▸ DOCUMENT SEGMENT
There was once a day, not too long ago, when records management and document storage professionals were the gate-keepers of data. When the information that we found important was largely confined to physical records and paper documents, archivists and bookkeepers were its handlers.
Now, in our 21st century state of modernity, data has grown in such volume and significance to the well-running of the world, that it has left the hands of those humble custodians and has instead become the domain of the globe’s most powerful companies. Tech giants like Alphabet (Google’s parent company), Amazon, Facebook and Apple covetously store more and more data, establishing near monopolies on the practice and amassing eye-watering wealth in the process.
These huge companies have built a future of wealth accumulation around this newly revalued, newly commodified resource. Tech’s biggest companies are now so large they have taken on the significance of nation states, and their wealth and influence continues to grow. On the surface, data and its accumulation does look a lot like the oil industry did as little as ten years ago.
‘Data is the new oil’, says the Economist in 2017
When the Economist published its article highlighting the similarities between how the industry that deals in data has shaped up to look like the oil industry, the author of that piece was quick to highlight the negatives of this comparison.
Just as there are criticisms of oil companies’ influence over politics, over the last couple of years we’ve been made aware of tech giants’ lobbying power. In 2019, the Guardian, a UK-based newspaper, published an article that suggested Facebook agents were using financial incentives to try and convince major politicians across the globe into preventing further data privacy legislation.
In another parallel with oil, the global community is being woken up to the dangers of mismanagement within this huge industry. Where with oil the worry is that mismanaging that commodity might result in spills over land and sea, with data the concern is that the leakage will directly impact our personal lives.
What data companies harvest, our personal information, can be spilled just like oil can and, though there will be fewer aquatic birds killed in a data leak, the effects could be similarly devastating to individuals.
There are certainly comparisons between big data and oil and most of these similarities stem from the fact that these two industries have positioned themselves so centrally within the structure of global capitalism that the world might not turn without them.
What does the new importance placed on data mean for me?
Positives of data
Despite the scaremongering and, perhaps well-founded scepticism around big data corporations ability to properly regulate themselves, there are undoubtedly going to be some beneficial practices to come out of the growth of the industry.
New technology, regarded by many as the most important tool in humanity’s arsenal in the battle to curb the worst effects of climate change, is advanced by data. Autonomous vehicles, self-driving cars, are an example of this.
Many tech professionals consider that AVs could help us reach a future that is less taxing on the environment and safer for human beings. Self-driving cars could be programmed to reduce traffic, will likely be electric and will undoubtedly reduce road accidents.

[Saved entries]
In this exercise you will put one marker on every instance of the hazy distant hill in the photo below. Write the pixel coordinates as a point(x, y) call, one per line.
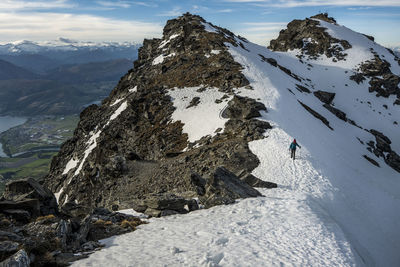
point(10, 71)
point(59, 77)
point(91, 72)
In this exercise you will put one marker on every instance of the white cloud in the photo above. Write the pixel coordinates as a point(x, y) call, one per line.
point(305, 3)
point(146, 4)
point(261, 32)
point(30, 5)
point(112, 4)
point(49, 26)
point(228, 10)
point(176, 11)
point(264, 26)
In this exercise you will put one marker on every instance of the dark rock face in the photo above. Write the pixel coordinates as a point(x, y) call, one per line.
point(31, 189)
point(256, 182)
point(128, 149)
point(311, 39)
point(157, 205)
point(302, 89)
point(243, 108)
point(316, 115)
point(357, 77)
point(383, 81)
point(19, 259)
point(224, 187)
point(381, 148)
point(371, 160)
point(325, 97)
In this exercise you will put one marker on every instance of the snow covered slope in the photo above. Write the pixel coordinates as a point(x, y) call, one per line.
point(332, 206)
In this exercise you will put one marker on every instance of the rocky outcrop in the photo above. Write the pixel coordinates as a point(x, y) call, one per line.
point(382, 80)
point(20, 190)
point(312, 39)
point(224, 187)
point(325, 97)
point(31, 236)
point(129, 149)
point(381, 148)
point(243, 108)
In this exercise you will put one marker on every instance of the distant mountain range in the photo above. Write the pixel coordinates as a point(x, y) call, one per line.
point(59, 77)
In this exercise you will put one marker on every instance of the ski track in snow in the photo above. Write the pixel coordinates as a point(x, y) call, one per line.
point(330, 208)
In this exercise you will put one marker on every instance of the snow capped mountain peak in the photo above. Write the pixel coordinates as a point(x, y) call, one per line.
point(205, 112)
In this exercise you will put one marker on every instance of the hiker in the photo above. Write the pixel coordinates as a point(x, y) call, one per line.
point(292, 149)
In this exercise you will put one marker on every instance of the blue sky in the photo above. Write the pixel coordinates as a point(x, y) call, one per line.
point(131, 20)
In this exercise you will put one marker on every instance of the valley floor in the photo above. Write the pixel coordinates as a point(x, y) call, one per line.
point(287, 227)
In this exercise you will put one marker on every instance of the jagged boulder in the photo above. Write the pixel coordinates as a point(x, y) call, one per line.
point(324, 96)
point(20, 190)
point(243, 108)
point(256, 182)
point(224, 187)
point(316, 114)
point(393, 160)
point(311, 39)
point(164, 204)
point(382, 141)
point(7, 248)
point(19, 259)
point(113, 158)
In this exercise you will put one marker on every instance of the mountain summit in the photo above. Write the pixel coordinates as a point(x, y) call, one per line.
point(205, 114)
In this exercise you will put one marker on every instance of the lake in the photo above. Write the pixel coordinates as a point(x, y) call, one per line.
point(6, 123)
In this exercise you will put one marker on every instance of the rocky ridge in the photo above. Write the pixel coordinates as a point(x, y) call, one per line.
point(34, 232)
point(311, 39)
point(128, 152)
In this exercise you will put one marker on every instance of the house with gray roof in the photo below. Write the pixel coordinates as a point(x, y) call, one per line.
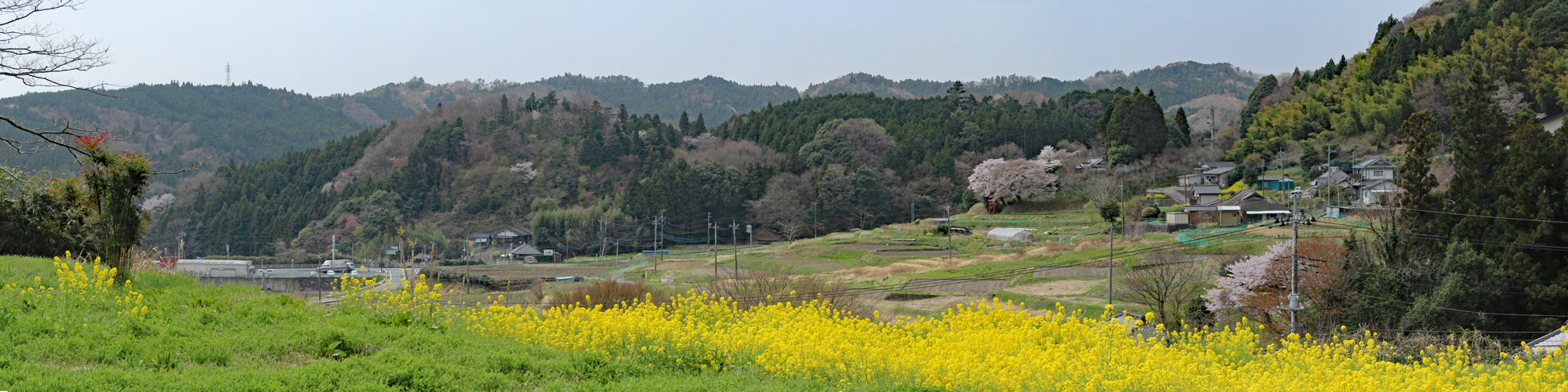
point(1376, 169)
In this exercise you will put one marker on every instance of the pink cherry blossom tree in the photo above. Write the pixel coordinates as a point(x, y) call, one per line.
point(1015, 180)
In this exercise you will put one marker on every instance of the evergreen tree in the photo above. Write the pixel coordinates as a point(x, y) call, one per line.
point(1255, 101)
point(1134, 122)
point(504, 115)
point(1479, 150)
point(550, 101)
point(1415, 175)
point(1183, 129)
point(1550, 24)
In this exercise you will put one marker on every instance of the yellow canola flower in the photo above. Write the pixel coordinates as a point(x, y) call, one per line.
point(995, 347)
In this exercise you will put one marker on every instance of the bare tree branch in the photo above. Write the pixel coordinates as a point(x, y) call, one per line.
point(34, 56)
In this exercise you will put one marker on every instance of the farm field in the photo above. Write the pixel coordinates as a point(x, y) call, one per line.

▸ QUESTIONS TO ANSWER
**1.** Write out the passage of the data and oil article between "There was once" and "were its handlers.", inclusive.
**2.** Pick up the data and oil article after its final sentence and keep writing.

▸ OUTPUTS FOR THE TASKS
**1.**
There was once a day, not too long ago, when records management and document storage professionals were the gate-keepers of data. When the information that we found important was largely confined to physical records and paper documents, archivists and bookkeepers were its handlers.

**2.**
AVs are a great example of a tech solution to modernity’s problems. If they are to become commonplace, they will only have done so as a result of data, lots and lots of data. For a driverless car to work it needs the ability to collect and act on so many different data points that the human mind boggles simply thinking about it.
Proximity-based information, to other cars and unmoving objects; weather-related data, in order to inform braking distances and safe acceleration speeds; map-building information, for planning routes, are just a few categories of data that an AV must be able to collect and act on in real time.
Data will be the key to developing technologies such as this.
How can data help me?
The International Data Corporation (IDC) estimates that global revenue in data collection and analytics will grow by 12% in 2020, taking the figure to a staggering $203 billion dollars.
Facebook, Google and Apple will continue to make money, lots of it, through the accumulation of data. So, it is clearly there to be made which draws out the question ‘How can I get in on the act?’
CEO of Aspirent and co-author of ‘Monetizing your Data: A Guide to turning data into profit-driving strategies and solutions’, Andrew Wells, presents this as an answer.
For small business owners and managers, the value of data comes in “helping them make better decisions.” This might not be the easy answer that some readers were hoping for, but data’s value to the smaller business owner or private individual does not lie in selling their own information. The value of data comes in how it is used, as in the case of the driverless AV.
The focus of data analytics has shifted according to Wells. Where companies used to use data to inform them on what the problem is or what the next step is, they should now use data to model the decisions used to act on the answers to that question.
Data is still useful in diagnosing issues but its true value, for small business owners or even private individuals, is in informing on the best ways out of these issues, in deciding on the best course of action.